Saturday, May 28, 2016

Best Practices in Managing HR

Dalam sebuah perjalanan Bandung-Semarang, sambil menunggu kedatangan Kalstar, maskapai penerbangan yang baru pertama kali saya naiki, lantaran jam keberangkatan yang paling cocok adalah pada jadwal penerbangan pesawat tersebut.

Dan ternyata Terminal Bandara Udara di Bandung juga baru di renovasi. Suasana Terminal yang bersih dan nyaman membuat saya menyempatkan waktu untuk menulis dan berbagi tentang hal-hal yang ada di benak saya.

Saat ini, tempat yang paling nyaman untuk membuka Laptop adalah spot Bakso Lapangan Tembak karena ada tempat buat charging Laptop dan HP. Aku pun memesan paket makan siang dan minum senilai Rp. 50.000,-. Dan mulai menulis apa yang bisa dishare dalam waktu 15 menit sebelum panggilan boarding pesawat. Dan tulisan pun dimulai....

Secara umum pengelolaan HR pada perusahaan yang top atau kelas dunia terdiri dari fungsi-funsi sebagai berikut:

1.     Perencanaan dan Pengembangan Organisasi
2.     Rekrutmen, Seleksi, dan Penempatan
3.     Pengelolaan Kinerja HR
4.     Pengembangan Talenta
5.     Pengelolaan Karir dan Suksesi
6.     Reward and Punishment
7.     Hubungan Industrial
8.     Pengelolaan Sistem Informasi HR

Tidak semua perusahaan baik di Indonesia maupun di luar negeri telah menerapkan fungsi-fungsi tersebut, jika pun ada yang sudah menerapkannya, biasanya masih terkotak-kotak / silo. Seharusnya 8 (delapan) fungsi tersebut saling terhubung / terintegrasi satu sama lain untuk mencapai tujuan yang sama, yaitu tujuan perusahaan melalui peningkatan kapasitas dan kapabilitas HR.

Lalu apakah setiap perusahaan yang top selalu memiliki praktek-praktek terbaik di setiap fungsi tersebut? Sepanjang pengalaman saya, tidak ada super company yang hebat di segala lini. Biasanya ada beberapa fungsi pengelolaan HR yang mereka jauh lebih unggul dibanding fungsi-fungsi yang lain. Hal itu biasanya kita sebut dengan manajemen prioritas, sesuai dengan tuntutan atau kebutuhan masing-masing perusahaan.

Namun tidak ada salahnya jika kita mau belajar dari praktek-praktek terbaik dari beberapa perusahaan top yang memiliki keunggulannya di fungsi-fungsi tertentu. Berikut adalah beberapa praktek yang saya ketahui di beberapa fungsi SDM pada perusahaan top / kelas dunia.
1.     Pengelolaan Kinerja HR, prakteknya perusahaan top selalu mengukur 2 (dua) hal, yaitu kinerja individu dan potensi individu (kompetensi)
2.     Pengembangan Talenta, prakteknya perusahaan top selalu selalu memiliki program pelatihan kepemimpinan yang berjenjang mulai dari pegawai berpotensi/berprestasi, manajemen dasar, manajemen menengah, dan manajamen puncak.
3.     Pengelolaan Karir dan Suksesi, pada prakteknya perusahaan top selalu mengutamakan promosi dari dalam sebelum mengambil langkah promosi dari luar perusahaan.

## [Data Tersedia]

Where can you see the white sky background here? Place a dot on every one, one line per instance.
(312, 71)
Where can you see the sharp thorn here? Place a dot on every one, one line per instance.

## [Yang Diminta]
- A) Tentukan apakah pernyataan berikut sesuai dengan tulisan tentang pengelolaan HR, lalu kutip kata-kata tulisan yang menentukannya. (i) Penulis memesan paket makan siang dan minum seharga Rp. 50.000,-. (ii) Ada perusahaan super yang hebat di semua lini. (iii) Perusahaan top lebih mengutamakan promosi dari luar perusahaan.
- B) Teruskan tulisan tentang pengelolaan HR mulai dari kalimat sesudah kalimat terakhirnya.

## [Hasil Berurutan]
- A)
(i) Ya: "Aku pun memesan paket makan siang dan minum senilai Rp. 50.000,-."
(ii) Tidak: "tidak ada super company yang hebat di segala lini."
(iii) Tidak: "perusahaan top selalu mengutamakan promosi dari dalam sebelum mengambil langkah promosi dari luar perusahaan."

- B)
Tentunya masih banyak praktek-praktek lain yang juga saya pandang baik namun tidak serta merta dapat diimplementasikan di banyak perusahaan karena harus menyesuaikan dengan situasi dan kondisi serta budaya setempat. Bagaimana pun juga praktek-praktek tersebut bersifat generic, dan tentu tetap harus disesuaikan dengan budaya dan kemampuan perusahaan.

Penulis: Ridho Hutomo

Wednesday, May 25, 2016

A Session with Dave Ulrich

Bagi praktisi HR, tentunya sosok Dave Ulrich sudah tidak asing lagi. Ia adalah Rensis Likert Professor of Business, Ross Scholl of Business, University of Michigan. Pertama kali mengenal Dave saat saya membaca bukunya yang berjudul HR Champion. Bertemu dengannya pun juga sudah beberapa kali, namun saat ini bertemu kembali dengannya ada sesuatu yang spesial dari biasanya, yaitu saya dan tim learning memiliki waktu khusus dan intensif berdiskusi dengannya tentang Leadership Code.

Tanggal 25 Mei 2016, saya dan tim menyempatkan diri untuk sarapan pagi di Shangri-La Hotel – Jakarta, khusus berdiskusi dengan Dave tentang Kepemimpinan. Tepat jam 07.00 WIB saat kami bertemu, tampak Dave masih sedikit jet lag karena ia baru tiba di Jakarta sekitar pukul 01.00 WIB. Saat sharing session, Dave tampak letih, tak jarang ia mengelap keringat yang membanjiri wajahnya, dan ia pun lebih banyak duduk karena hal itu. Jauh dari kharisma para fasilitator kelas dunia yang pada umumnya berdiri saat sharing session, namun yang luar biasa dari sharing session tersebut adalah ia berbagi experience yang luar biasa dari praktek-praktek kepemimpinan di dunia. Isi kepala Dave benar-benar ilmu dan praktek-praktek HR kelas dunia. Membaca bukunya dan berbicara langsung dengannya adalah sesuatu yang jauh berbeda. Berdiskusi dengannya secara langsung membuat kita paham kenapa ia mampu menulis buku tentang Leadership Code.


Sering kita mendengar pertanyaan seperti ini, apakah Leader itu dibentuk karena:
1.     Keturunan (talenta dari lahir)
2.     Pelatihan
3.     Ditempa oleh kondisi

Saya selalu menjawab karena 3 hal tesebut di atas. Lalu bagaimana jawaban versi Dave?

Untuk membangun kapabilitas kepemimpinan, Dave berbagi Tips, yaitu:
1.     Business Case for Leadership
2.     Agreement on What our Leaders Must Do
3.     Assess Leaders and Leadership
4.     Invest in Leaders and Leadership
5.     Measeure Leaders and Leadership
6.     Ensure Reputation

Dari 6 langkah tersebut, saya akan mengulas langkah yang ke-5, bagaimana kita mengukur keberhasilan program pengembangan/pelatihan untuk para pemimpin. Hal ini sengaja saya ulas karena terkait dengan Leader dibentuk melalui pelatihan, yaitu sesuatu yang secara formal dapat diformulakan.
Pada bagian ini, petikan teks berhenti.